→ **Document section**

++++++++

MeMe Design School began in a corner of Aoyama Book Center on a Saturday afternoon. The school offers two courses: Design Basic and Book Design Classes, and they are taught by professionals who work in the frontlines of their respective businesses. We interviewed young designers who study at this school, and designer Nobuo Nakagaki who runs the school.
Class in the Book Design Course. Man in the far end is instructor Atsuki Kikuchi.
Design Basic Course
The class held on this particular day for the Design Basic Course was “Printing Techniques and Practice,” taught by art director and graphic designer Masayoshi Kodaira and printing director of Yamada Photo Process Co., Ltd., Katsumi Kumakura. Students learn how printing plates work by hand-drawing the four plates in a CMYK print using only a black pen, and printing it out.
Kohei Futakuchi, a student at this school, says, “I like the fact that by hearing the lectures of designers who actually work in the field and by doing the work by hand, I can systematically learn the foundations and concepts of design and acquire manual work experience.”

++++++++

→ **Information shown**
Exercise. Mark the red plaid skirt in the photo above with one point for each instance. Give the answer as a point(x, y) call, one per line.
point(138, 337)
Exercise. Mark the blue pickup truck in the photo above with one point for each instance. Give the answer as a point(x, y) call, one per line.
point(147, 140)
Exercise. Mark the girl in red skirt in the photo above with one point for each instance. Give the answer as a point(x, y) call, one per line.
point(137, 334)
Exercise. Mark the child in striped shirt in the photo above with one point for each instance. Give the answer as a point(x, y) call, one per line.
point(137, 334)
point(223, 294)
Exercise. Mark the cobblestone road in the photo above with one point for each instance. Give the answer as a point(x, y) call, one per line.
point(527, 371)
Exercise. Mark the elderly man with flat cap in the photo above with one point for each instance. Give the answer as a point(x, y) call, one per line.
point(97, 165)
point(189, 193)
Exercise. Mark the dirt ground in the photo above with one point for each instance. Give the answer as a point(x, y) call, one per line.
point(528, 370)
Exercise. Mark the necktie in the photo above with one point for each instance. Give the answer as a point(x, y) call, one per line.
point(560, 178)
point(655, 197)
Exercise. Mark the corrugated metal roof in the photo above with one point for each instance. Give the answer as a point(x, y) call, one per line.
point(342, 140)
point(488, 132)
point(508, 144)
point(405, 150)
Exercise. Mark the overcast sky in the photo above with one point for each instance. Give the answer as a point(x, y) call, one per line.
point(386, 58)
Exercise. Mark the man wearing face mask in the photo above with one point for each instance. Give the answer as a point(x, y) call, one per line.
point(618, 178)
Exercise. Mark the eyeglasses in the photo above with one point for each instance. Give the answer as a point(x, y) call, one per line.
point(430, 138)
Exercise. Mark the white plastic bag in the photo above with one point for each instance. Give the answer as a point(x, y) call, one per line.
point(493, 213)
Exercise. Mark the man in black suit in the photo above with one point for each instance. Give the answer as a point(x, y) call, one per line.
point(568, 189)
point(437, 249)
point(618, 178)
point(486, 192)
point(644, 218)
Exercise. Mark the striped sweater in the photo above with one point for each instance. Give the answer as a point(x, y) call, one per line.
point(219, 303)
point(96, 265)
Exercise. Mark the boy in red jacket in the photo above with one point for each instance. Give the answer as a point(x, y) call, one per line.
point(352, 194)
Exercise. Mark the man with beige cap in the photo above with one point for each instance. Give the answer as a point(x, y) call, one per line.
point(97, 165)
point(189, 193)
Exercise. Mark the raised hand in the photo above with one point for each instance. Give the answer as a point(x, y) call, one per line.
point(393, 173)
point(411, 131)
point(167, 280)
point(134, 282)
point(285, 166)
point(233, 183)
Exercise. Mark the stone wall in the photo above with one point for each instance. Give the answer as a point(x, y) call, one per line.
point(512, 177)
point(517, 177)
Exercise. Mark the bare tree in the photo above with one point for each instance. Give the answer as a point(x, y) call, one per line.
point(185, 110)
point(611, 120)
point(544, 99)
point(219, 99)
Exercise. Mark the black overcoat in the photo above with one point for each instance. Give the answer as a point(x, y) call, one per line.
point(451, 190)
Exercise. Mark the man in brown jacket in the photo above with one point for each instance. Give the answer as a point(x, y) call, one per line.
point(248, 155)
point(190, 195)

++++++++

→ **Apply what you read**
a. Write out the MeMe Design School article from "MeMe Design School" up to and including "runs the school.".
b. Extend the MeMe Design School article by continuing it from the point where it stops.
The entries above come from a separate source unrelated to the MeMe Design School article.

→ **Answers per task**
a.
MeMe Design School began in a corner of Aoyama Book Center on a Saturday afternoon. The school offers two courses: Design Basic and Book Design Classes, and they are taught by professionals who work in the frontlines of their respective businesses. We interviewed young designers who study at this school, and designer Nobuo Nakagaki who runs the school.

b.
MeMe Design School also places importance on students connecting with their peers. Futakuchi is gaining stimulation through interactions with people from different areas of focus, as well as a friend from China.
Book Design Course
The class in the Book Design Course is a lecture by designer Atsuki Kikuchi on “Thinking of Books as Opportunities.” Today, students took turns introducing books they found interesting and proposing plans for new books.
Student Shizuka Muraoka talked about I LOVE TOKYO (Gakken Plus) by La Pina, a popular Italian DJ. Her plan for a new book is a compilation of creative new year cards she receives from friends every year.
“We get to have conversations up close with our instructors and receive thoughtful feedback from them.”
School director Nakagaki states, “Expectations for designers are to figure out how to build cultures.”
“Meme” that is part of the school name is a scientific term meaning “cultural genes” coined by British evolutionary biologist Richard Dawkins. MeMe Design School, which celebrates its 11th birthday this year, will continue to create connections among the “genes” of design.
Katsumi Kumakura. The school brings in over 100 new instructors every year, who are professionals such as designers and art directors, as well as photographers, printing engineers, editors, and musicians.
Left: “Although, today, we can simply send in the data and have them be printed without the knowledge of printing, we lack the foundational knowledge about design,” says Masayoshi Kodaira.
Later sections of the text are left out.